### TASK DIRECTIONS:
Produce the full set of records below once more, exactly as they stand.

### DATA RECORDS:
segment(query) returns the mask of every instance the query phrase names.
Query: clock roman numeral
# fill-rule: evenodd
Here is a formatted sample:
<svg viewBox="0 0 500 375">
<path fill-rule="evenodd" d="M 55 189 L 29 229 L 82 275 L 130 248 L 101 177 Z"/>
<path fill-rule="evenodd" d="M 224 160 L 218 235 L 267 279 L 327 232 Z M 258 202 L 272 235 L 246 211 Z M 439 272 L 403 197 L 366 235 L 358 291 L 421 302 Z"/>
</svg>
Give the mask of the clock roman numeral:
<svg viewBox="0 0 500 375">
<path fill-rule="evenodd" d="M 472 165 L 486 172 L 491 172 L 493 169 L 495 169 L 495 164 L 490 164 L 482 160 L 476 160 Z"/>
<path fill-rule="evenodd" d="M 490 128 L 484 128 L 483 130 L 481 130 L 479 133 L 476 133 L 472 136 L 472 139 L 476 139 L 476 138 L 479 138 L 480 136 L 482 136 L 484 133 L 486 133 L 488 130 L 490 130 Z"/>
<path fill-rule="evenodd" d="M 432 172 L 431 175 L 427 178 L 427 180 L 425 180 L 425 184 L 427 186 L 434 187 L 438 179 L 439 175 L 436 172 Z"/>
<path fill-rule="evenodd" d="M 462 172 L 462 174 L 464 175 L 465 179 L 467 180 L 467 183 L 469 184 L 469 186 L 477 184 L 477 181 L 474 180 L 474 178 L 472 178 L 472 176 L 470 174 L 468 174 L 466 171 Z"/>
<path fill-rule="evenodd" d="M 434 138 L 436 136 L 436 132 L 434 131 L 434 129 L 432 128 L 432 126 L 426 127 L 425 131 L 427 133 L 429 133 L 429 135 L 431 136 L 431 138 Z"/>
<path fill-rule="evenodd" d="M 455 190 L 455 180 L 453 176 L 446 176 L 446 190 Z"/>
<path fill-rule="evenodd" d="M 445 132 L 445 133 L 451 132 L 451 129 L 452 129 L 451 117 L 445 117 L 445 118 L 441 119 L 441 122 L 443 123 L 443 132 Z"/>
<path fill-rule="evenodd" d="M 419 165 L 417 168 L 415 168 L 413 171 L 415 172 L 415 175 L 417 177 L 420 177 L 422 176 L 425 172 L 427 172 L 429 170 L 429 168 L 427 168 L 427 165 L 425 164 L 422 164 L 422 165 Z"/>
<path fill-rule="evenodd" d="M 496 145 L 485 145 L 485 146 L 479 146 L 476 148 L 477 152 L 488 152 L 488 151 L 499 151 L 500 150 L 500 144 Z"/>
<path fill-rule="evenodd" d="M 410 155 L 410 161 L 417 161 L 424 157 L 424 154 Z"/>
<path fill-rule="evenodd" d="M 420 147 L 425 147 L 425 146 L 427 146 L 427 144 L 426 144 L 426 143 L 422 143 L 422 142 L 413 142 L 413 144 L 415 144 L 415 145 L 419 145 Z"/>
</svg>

### THE COMPLETED TASK:
segment(query) returns the mask of every instance the query phrase names.
Query: clock roman numeral
# fill-rule: evenodd
Here is a formatted sample:
<svg viewBox="0 0 500 375">
<path fill-rule="evenodd" d="M 55 189 L 29 229 L 82 275 L 130 248 L 101 177 Z"/>
<path fill-rule="evenodd" d="M 224 160 L 218 235 L 267 279 L 327 232 Z M 258 202 L 272 235 L 246 211 Z M 439 272 L 403 197 L 366 235 L 358 291 L 421 302 Z"/>
</svg>
Give the mask of the clock roman numeral:
<svg viewBox="0 0 500 375">
<path fill-rule="evenodd" d="M 472 165 L 486 172 L 491 172 L 493 169 L 495 169 L 495 164 L 490 164 L 482 160 L 476 160 Z"/>
<path fill-rule="evenodd" d="M 490 128 L 484 128 L 483 130 L 481 130 L 479 133 L 476 133 L 472 136 L 472 139 L 476 139 L 476 138 L 479 138 L 480 136 L 482 136 L 484 133 L 486 133 L 488 130 L 490 130 Z"/>
<path fill-rule="evenodd" d="M 432 172 L 431 175 L 427 178 L 427 180 L 425 180 L 425 184 L 427 186 L 434 187 L 438 179 L 439 175 L 436 172 Z"/>
<path fill-rule="evenodd" d="M 462 172 L 462 174 L 464 175 L 465 179 L 467 180 L 467 183 L 469 184 L 469 186 L 477 184 L 477 181 L 474 180 L 474 178 L 472 178 L 472 176 L 470 174 L 468 174 L 466 171 Z"/>
<path fill-rule="evenodd" d="M 434 138 L 436 136 L 436 132 L 434 131 L 434 129 L 432 128 L 432 126 L 426 127 L 425 131 L 427 133 L 429 133 L 429 135 L 431 136 L 431 138 Z"/>
<path fill-rule="evenodd" d="M 455 190 L 455 180 L 453 176 L 446 176 L 446 190 Z"/>
<path fill-rule="evenodd" d="M 445 132 L 445 133 L 451 132 L 451 129 L 452 129 L 451 117 L 445 117 L 445 118 L 441 119 L 441 122 L 443 123 L 443 132 Z"/>
<path fill-rule="evenodd" d="M 419 165 L 417 168 L 415 168 L 413 171 L 415 172 L 415 175 L 417 177 L 420 177 L 422 176 L 425 172 L 427 172 L 429 170 L 429 168 L 427 168 L 427 165 L 425 164 L 422 164 L 422 165 Z"/>
<path fill-rule="evenodd" d="M 496 145 L 485 145 L 485 146 L 479 146 L 476 148 L 477 152 L 488 152 L 488 151 L 499 151 L 500 150 L 500 144 Z"/>
<path fill-rule="evenodd" d="M 410 155 L 410 161 L 417 161 L 424 157 L 424 154 Z"/>
<path fill-rule="evenodd" d="M 420 147 L 425 147 L 425 146 L 427 146 L 427 144 L 426 144 L 426 143 L 422 143 L 422 142 L 413 142 L 413 144 L 415 144 L 415 145 L 419 145 Z"/>
</svg>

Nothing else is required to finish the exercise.